▶ **Rows from an object pointing dataset**
** start **

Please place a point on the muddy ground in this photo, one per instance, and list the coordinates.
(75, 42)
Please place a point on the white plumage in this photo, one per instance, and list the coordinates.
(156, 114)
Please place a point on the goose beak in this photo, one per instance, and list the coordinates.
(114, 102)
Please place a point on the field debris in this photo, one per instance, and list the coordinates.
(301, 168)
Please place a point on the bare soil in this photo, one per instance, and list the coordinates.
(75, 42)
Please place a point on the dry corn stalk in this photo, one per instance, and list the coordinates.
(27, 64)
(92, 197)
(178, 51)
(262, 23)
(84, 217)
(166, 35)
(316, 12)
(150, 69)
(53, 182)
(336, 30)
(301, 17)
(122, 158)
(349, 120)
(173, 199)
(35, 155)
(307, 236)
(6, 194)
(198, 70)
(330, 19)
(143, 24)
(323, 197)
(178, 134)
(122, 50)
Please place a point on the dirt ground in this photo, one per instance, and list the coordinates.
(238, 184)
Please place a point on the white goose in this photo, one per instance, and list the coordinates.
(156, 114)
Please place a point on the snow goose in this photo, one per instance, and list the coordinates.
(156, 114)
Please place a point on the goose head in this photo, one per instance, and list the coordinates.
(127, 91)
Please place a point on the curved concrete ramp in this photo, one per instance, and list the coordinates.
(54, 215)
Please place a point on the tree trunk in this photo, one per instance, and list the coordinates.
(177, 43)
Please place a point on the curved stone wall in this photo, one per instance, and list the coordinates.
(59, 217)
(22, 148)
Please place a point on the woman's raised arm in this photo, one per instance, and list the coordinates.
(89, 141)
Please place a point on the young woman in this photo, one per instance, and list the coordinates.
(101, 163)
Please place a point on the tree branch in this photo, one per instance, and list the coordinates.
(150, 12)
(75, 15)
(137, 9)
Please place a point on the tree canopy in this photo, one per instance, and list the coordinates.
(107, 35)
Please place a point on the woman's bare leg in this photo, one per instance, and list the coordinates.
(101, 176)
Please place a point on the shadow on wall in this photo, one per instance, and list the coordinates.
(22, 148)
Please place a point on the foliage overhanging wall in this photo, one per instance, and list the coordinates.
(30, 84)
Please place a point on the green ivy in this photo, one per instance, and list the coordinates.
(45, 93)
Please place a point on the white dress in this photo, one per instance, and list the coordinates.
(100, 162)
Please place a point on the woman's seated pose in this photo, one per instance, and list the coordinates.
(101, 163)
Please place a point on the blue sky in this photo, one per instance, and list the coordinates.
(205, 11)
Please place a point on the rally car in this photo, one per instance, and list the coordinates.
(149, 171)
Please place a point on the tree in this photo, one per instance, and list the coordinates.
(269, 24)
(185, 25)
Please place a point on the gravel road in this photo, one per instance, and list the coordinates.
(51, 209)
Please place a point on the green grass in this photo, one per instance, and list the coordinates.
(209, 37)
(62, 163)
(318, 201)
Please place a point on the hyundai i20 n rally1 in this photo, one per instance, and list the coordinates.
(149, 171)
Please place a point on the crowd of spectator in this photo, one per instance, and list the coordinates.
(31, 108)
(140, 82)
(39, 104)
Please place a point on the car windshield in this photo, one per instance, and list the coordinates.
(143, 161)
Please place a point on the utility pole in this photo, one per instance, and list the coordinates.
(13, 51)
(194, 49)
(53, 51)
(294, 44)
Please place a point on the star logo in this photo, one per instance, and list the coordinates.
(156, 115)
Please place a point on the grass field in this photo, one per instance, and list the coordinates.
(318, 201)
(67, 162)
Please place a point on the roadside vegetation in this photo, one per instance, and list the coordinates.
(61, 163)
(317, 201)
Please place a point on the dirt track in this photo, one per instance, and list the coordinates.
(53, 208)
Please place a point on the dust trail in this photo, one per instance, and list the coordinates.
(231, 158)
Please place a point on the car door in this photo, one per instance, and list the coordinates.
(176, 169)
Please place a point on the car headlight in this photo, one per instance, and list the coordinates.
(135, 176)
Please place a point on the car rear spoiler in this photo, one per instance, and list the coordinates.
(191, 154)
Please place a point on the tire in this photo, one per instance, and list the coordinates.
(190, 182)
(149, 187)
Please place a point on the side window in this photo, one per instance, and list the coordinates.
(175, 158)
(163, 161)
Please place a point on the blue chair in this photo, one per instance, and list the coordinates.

** end **

▶ **Task**
Please copy the lines that start with the one containing "Please place a point on the dirt track" and run through the final line above, keeping both ends.

▶ **Result for this exercise**
Please place a point on the dirt track in this photo, one per instance, and list the coordinates.
(53, 208)
Please place a point on the dust trail in this photo, one per instance, and list the coordinates.
(231, 158)
Please place a point on the car door in this photo, one per instance, and list the coordinates.
(176, 169)
Please place a point on the car headlight in this photo, one per instance, and list the coordinates.
(135, 176)
Please place a point on the car rear spoiler in this photo, one per instance, and list the coordinates.
(191, 154)
Please place a point on the tire in this photo, one per instance, and list the coordinates.
(190, 182)
(149, 187)
Please place a point on the side window in this photo, one per instance, and list the coordinates.
(175, 158)
(163, 161)
Please place a point on the blue chair in this photo, one per instance, and list the coordinates.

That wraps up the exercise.